In Defence of “Dagon”
The end is near. I hear a noise at the door, as of some immense slippery body lumbering against it. It shall not find me. God, that hand! The window! The window!
Critics find faults with the final paragraph of the tale. For example, how could Dagon physically appear, much less discover the location of the narrator? Well, the man has been writing under a mental strain complicated by drug taking. The monster has already visited him several times (“It is at night … that I see the thing”). Alcoholics may see purple snakes, and this addict’s mind is subject to “a hideously vivid vision”. He hallucinates a sound and a hand. In fairness Lovecraft’s use of reportage through ambiguity--did it happen this way or didn’t it?--is more successful in “The Tomb” and more intricate in “The Rats in the Walls”.
An objection far more troubling is that the paragraph moves the written story from the past to an experience as it happens. The print medium does not support it. This requires performance, as in theater or television or movies or radio or even stream-of-consciousness. For example, in the notorious 1938 The War of the Worlds broadcast by Orson Welles, an announcer is witnessing the fire produced by a Martian heat ray: “It's coming this way. About twenty yards to my right . . . (Crash of microphone ... then dead silence . . .)”. And in the 1956 Godzilla, Raymond Burr plays a reporter who tape-records his reactions as the monster approaches, and he is cut off when the building collapses. It works because taping is live, whereas writing demands an interval, seconds of intervention before an experience is detailed. Possibly for a few individuals (like Lovecraft) writing is as second nature as speaking.

_Material provided_
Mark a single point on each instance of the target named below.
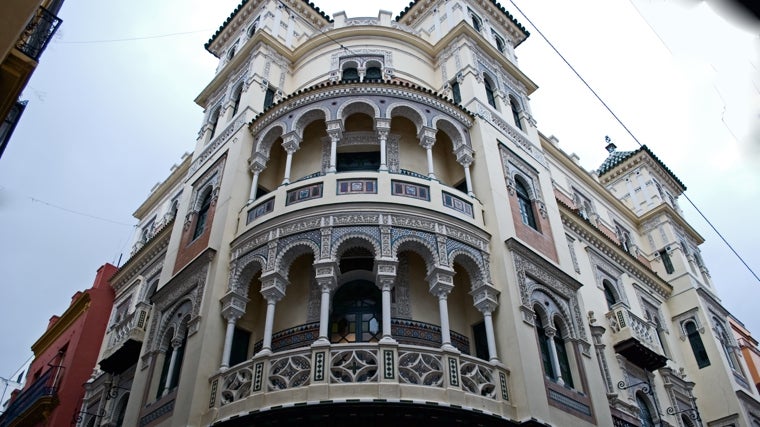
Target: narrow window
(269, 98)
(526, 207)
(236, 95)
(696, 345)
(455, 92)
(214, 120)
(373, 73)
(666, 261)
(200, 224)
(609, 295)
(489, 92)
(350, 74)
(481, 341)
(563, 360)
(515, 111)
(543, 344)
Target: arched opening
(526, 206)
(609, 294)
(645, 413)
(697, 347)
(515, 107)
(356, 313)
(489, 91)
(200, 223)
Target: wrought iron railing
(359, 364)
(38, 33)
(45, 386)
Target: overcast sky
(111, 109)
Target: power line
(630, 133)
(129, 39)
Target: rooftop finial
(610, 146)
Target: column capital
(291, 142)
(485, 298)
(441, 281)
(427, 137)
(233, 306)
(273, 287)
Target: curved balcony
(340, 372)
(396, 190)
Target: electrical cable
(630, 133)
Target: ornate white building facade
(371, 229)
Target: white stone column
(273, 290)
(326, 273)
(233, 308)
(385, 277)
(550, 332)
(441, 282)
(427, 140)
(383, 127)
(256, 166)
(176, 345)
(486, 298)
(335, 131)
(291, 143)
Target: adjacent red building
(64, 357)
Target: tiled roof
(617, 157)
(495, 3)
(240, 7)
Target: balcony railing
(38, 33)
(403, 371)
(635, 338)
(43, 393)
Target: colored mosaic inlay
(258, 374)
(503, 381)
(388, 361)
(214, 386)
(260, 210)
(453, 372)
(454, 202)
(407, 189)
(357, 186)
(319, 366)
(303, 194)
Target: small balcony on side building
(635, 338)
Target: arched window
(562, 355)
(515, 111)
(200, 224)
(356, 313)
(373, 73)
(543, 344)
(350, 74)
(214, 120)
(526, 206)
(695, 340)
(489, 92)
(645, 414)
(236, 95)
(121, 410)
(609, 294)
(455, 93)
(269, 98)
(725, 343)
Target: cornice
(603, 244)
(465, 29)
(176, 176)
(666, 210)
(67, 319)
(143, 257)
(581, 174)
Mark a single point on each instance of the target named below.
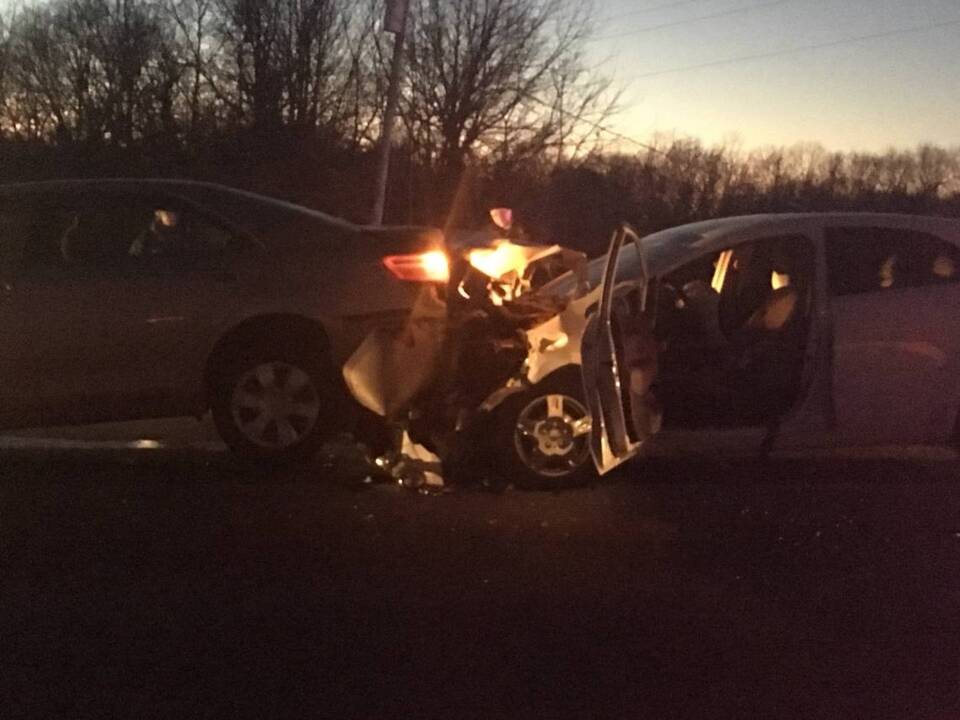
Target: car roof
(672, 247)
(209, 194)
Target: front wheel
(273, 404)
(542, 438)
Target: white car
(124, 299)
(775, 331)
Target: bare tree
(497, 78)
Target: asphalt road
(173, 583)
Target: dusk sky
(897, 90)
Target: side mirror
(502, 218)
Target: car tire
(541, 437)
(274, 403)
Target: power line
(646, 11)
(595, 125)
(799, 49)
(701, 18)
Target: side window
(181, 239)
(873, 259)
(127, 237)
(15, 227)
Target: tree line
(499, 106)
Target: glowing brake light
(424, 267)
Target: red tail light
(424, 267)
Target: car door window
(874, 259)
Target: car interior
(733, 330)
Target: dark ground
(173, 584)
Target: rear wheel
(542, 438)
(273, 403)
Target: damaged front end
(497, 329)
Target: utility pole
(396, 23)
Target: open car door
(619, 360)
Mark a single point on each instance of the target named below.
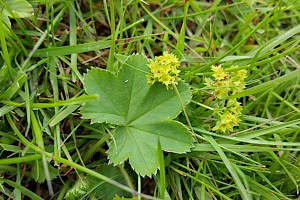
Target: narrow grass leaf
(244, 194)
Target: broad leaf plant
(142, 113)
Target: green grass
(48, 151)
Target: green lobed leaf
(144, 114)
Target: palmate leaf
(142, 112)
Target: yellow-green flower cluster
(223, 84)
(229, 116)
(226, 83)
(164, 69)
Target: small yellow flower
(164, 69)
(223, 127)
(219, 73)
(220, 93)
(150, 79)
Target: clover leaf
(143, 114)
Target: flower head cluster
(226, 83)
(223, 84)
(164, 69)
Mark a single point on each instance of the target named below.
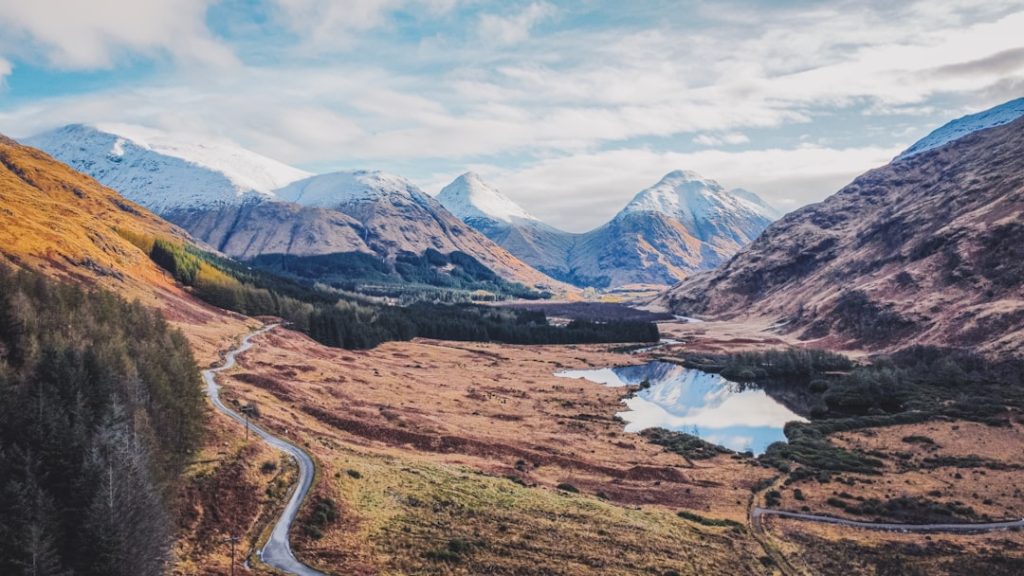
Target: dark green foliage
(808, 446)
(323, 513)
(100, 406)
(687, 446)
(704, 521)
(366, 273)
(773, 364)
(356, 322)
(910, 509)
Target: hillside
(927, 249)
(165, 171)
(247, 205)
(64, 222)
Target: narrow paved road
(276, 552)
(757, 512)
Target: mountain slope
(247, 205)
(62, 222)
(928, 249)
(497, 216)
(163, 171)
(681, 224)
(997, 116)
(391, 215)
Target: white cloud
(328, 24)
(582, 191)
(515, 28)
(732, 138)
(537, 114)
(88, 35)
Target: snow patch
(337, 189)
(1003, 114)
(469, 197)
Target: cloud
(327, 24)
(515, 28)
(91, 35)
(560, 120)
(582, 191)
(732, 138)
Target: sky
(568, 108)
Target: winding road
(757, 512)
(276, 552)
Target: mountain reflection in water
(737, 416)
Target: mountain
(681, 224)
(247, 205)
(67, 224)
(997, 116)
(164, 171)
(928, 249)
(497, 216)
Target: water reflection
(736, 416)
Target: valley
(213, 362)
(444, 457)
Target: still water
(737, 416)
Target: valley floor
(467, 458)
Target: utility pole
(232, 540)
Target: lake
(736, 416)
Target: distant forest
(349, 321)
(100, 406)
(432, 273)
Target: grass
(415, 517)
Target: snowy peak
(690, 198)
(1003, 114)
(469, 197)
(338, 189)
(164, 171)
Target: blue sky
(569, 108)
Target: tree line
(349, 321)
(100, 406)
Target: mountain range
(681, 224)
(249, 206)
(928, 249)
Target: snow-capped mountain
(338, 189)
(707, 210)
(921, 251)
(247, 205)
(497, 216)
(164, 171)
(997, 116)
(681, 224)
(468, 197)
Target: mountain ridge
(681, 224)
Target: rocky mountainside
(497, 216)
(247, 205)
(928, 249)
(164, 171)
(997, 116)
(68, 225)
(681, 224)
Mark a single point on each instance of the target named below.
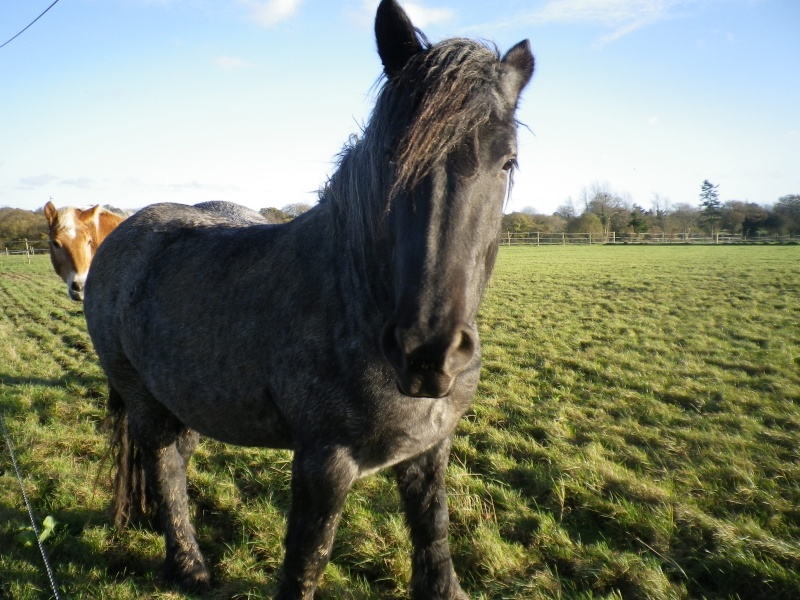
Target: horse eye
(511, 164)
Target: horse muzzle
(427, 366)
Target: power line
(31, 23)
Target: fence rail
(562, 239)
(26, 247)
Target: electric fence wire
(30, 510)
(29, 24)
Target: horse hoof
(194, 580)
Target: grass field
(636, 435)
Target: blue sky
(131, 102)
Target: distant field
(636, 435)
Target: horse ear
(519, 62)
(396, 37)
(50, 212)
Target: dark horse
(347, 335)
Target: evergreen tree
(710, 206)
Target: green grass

_What you need to do_
1. In the essay defending “Dagon,” give the text between "In Defence of" and "window! The window!", inclusive, substituting "gate" for "door".
2. List every title of a story, broadcast, or film that the essay defending “Dagon” mentions.

_Solution list_
1.
In Defence of “Dagon”
The end is near. I hear a noise at the gate, as of some immense slippery body lumbering against it. It shall not find me. God, that hand! The window! The window!

2.
- “Dagon”
- “The Tomb”
- “The Rats in the Walls”
- The War of the Worlds
- Godzilla